** start The data **
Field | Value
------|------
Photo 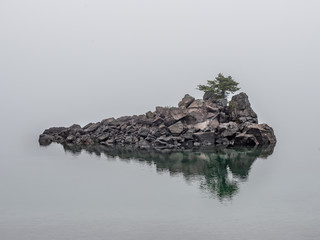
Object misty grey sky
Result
[0,0,320,142]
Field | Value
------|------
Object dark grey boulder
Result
[168,122,184,136]
[229,92,258,123]
[39,133,54,146]
[178,94,195,108]
[39,93,276,150]
[194,132,215,146]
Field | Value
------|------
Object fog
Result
[0,0,320,145]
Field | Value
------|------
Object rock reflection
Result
[64,145,274,201]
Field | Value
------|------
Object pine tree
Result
[197,73,240,98]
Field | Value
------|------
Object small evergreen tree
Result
[197,73,240,98]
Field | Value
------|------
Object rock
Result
[152,117,164,126]
[188,99,204,108]
[203,92,216,101]
[39,93,276,150]
[194,120,210,131]
[138,127,149,137]
[146,111,154,118]
[39,134,53,146]
[178,94,195,109]
[97,133,110,142]
[229,92,258,123]
[168,122,184,136]
[193,132,215,146]
[169,108,188,121]
[84,122,101,133]
[233,133,259,146]
[43,127,67,135]
[66,135,75,143]
[245,124,277,145]
[218,122,239,137]
[101,118,116,125]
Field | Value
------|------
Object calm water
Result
[0,126,320,240]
** end The data **
* Task details: Return each line above that includes the word "grey", copying it in full.

* Finished exercise:
Object misty grey sky
Object dark grey boulder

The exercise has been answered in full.